--- Work to complete ---
Could you copy out every one of the records below word for word?

-- START --

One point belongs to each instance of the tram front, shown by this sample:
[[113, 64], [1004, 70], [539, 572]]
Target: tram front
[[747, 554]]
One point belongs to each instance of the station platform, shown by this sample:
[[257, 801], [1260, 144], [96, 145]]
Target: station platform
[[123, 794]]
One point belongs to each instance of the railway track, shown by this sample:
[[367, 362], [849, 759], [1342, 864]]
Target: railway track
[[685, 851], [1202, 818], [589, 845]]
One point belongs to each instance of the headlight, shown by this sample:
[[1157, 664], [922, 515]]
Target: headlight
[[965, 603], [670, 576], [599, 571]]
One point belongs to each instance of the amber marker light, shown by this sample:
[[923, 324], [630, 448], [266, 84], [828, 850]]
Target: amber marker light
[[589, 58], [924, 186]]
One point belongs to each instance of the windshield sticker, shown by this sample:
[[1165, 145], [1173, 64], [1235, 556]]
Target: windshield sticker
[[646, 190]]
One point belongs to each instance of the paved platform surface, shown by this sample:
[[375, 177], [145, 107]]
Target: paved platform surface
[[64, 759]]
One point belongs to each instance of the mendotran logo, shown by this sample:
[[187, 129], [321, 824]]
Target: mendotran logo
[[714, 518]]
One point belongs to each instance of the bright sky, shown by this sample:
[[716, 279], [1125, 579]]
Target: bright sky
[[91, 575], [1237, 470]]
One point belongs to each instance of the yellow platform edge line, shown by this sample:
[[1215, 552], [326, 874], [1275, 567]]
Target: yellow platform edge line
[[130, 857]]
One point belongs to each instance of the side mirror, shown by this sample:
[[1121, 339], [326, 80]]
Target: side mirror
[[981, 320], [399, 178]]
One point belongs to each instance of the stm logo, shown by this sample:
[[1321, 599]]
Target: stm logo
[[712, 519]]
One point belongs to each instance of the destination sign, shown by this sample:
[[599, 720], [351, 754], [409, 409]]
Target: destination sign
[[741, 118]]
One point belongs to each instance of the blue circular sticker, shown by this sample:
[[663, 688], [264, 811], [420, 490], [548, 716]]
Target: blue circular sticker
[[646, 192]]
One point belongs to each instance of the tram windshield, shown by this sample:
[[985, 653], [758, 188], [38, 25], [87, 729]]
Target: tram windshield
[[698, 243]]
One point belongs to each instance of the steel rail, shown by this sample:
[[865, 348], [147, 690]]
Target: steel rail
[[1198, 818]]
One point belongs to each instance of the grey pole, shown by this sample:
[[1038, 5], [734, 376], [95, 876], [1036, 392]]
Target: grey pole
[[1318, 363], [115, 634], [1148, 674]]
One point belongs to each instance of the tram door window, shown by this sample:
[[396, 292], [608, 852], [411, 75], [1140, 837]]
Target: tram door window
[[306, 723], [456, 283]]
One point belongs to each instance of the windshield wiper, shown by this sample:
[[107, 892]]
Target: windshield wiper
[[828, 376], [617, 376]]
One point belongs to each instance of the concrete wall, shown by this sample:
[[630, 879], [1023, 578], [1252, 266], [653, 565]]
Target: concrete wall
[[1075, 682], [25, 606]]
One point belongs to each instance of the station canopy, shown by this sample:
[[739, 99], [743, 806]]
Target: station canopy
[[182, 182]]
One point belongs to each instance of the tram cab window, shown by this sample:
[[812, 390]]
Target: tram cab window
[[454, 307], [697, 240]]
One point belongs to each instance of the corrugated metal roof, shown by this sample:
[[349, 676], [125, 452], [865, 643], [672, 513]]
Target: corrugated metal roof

-- END --

--- Full answer ---
One point belongs to each instance of the tram front, shown by this sample:
[[113, 64], [1004, 70], [539, 572]]
Target: tram front
[[747, 554]]
One point belongs to each instance of the station platform, shown by this sample:
[[257, 801], [1260, 144], [96, 145]]
Target: station platform
[[123, 794]]
One point belongs to each instance of the railway track, shown by this sample:
[[367, 362], [849, 759], [1342, 864]]
Target: railway track
[[685, 851], [1202, 818], [589, 845]]
One point belongs to each instance of the headlight, shown by this sample:
[[1157, 664], [922, 515]]
Target: headlight
[[965, 603], [670, 576], [599, 571]]
One point belongs to each instance of the amber marker light, shown by this sample:
[[923, 324], [630, 448], [266, 84], [828, 850]]
Target: amber marker light
[[589, 58], [924, 186]]
One point belongs to each instance of the windshield sticker, shown by this sample:
[[1165, 145], [1173, 64], [1235, 556]]
Target: windshield sticker
[[646, 190]]
One point belongs to each instance of the paved platform surface, shown by this sample:
[[375, 177], [145, 107]]
Target: paved platform surface
[[64, 759]]
One point belongs to each instance of the mendotran logo, shown by this sample:
[[187, 129], [321, 824]]
Target: mendotran logo
[[714, 518]]
One point belongs to each instance of the bright sky, shown by this sample:
[[716, 279], [1125, 579]]
Target: bright sky
[[91, 575], [1237, 470]]
One point belongs to each instance of the yellow platform edge line, shown by this sample:
[[1215, 552], [326, 874], [1275, 567]]
Target: yellow platform edge line
[[130, 857]]
One point belongs to each instance of the side mirror, shown by this sample:
[[1121, 339], [326, 80]]
Target: side mirror
[[981, 320], [399, 178]]
One point belongs to each instance of the stm logo, shown by this sample:
[[1321, 599]]
Target: stm logo
[[712, 519]]
One point belongs to each instance of the destination sign, shown by this sample:
[[599, 720], [351, 754], [409, 409]]
Target: destination sign
[[741, 118]]
One point belongs to each instance of the blue circular sticker, shown by this sample:
[[663, 688], [264, 811], [420, 490], [548, 716]]
Target: blue circular sticker
[[646, 192]]
One point belongs to each instance of the tram windshield, shown by this sample:
[[985, 653], [758, 188], [38, 25], [87, 729]]
Target: tram windshield
[[698, 243]]
One point belongs to each instance of the steel rail, shown by this sample:
[[865, 348], [147, 690]]
Target: steel rail
[[1198, 818]]
One point belongs to each instance of the grey pole, shown by this sample:
[[1038, 5], [734, 376], [95, 876], [1036, 392]]
Target: grey pole
[[1318, 363], [115, 634], [1148, 674]]
One point belongs to each instance of the tram door window, shown by this sample:
[[396, 292], [608, 852], [411, 75], [1140, 837]]
Target: tram door window
[[306, 723], [456, 283]]
One point belongs to each instance of the windshield wiper, shown by this sample:
[[107, 892]]
Target: windshield wiper
[[828, 376], [617, 376]]
One point belongs to each instance of the concrete wall, shown by this sample:
[[630, 879], [1023, 578], [1252, 266], [653, 565]]
Target: concrete wall
[[1075, 682], [25, 606]]
One point belongs to each instance of the station canopy, shown by this sample:
[[739, 99], [743, 806]]
Target: station canopy
[[182, 182]]
One point belongs to each instance of the tram cab window, shown by this sample:
[[812, 390]]
Target: tram cab window
[[454, 307], [697, 240]]
One point belongs to each instance of the corrugated metal roof, shown by this sample:
[[349, 676], [125, 452], [865, 643], [672, 513]]
Target: corrugated metal roof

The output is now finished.